» What is expected: From the entries below, pull out each line where "bumper" appears.

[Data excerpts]
- - - - - - -

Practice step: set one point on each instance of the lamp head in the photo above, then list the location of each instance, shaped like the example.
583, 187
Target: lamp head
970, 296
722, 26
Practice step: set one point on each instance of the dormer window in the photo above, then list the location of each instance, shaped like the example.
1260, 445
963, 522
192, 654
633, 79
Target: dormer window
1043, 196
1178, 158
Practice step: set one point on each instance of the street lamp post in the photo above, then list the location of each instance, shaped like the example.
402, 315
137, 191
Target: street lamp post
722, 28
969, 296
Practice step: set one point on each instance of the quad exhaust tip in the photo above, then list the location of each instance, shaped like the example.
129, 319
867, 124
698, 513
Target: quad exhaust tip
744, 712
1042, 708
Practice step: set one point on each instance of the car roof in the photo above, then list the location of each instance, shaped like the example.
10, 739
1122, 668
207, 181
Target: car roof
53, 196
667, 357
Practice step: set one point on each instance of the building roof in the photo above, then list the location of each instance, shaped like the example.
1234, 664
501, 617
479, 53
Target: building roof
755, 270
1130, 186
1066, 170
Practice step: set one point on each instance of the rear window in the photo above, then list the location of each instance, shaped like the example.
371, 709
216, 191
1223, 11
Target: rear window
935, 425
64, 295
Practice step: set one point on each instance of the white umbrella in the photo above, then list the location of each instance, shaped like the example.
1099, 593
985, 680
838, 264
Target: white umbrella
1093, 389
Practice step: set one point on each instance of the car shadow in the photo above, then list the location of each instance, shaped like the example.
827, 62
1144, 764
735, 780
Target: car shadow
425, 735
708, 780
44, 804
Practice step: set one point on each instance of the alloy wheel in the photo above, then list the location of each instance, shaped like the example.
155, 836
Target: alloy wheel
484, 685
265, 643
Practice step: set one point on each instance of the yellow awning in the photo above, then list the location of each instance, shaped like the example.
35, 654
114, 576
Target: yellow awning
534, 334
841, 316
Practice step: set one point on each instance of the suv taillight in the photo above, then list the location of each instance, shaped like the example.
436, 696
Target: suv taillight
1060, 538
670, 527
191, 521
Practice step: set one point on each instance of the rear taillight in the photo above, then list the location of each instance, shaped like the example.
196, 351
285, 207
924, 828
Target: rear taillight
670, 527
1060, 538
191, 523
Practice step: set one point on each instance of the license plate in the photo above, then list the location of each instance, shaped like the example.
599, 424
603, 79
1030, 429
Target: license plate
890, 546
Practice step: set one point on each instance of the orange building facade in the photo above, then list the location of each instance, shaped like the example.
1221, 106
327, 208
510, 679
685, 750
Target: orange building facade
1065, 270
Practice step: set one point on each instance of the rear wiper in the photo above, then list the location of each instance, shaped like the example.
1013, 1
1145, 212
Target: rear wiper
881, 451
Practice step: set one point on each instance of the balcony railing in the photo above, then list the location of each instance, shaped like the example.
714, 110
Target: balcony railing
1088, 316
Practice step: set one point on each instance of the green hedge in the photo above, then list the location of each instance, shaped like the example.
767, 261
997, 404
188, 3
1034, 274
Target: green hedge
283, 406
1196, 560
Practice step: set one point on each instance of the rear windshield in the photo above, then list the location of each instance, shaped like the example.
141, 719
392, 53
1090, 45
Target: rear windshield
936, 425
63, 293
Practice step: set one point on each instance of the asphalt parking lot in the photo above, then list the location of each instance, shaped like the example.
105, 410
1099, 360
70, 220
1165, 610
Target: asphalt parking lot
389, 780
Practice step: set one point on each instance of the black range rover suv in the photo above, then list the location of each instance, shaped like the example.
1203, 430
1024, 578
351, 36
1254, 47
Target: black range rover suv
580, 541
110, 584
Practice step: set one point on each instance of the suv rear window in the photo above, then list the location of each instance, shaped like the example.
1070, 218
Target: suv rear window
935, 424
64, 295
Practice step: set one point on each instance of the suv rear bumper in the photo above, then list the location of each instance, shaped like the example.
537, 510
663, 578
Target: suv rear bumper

- - - - - - -

» Result for this task:
Practice step: set one point on each instance of the suv rear bumper in the photo above, then list the location of each instance, shaped like the example.
Target: suv rear bumper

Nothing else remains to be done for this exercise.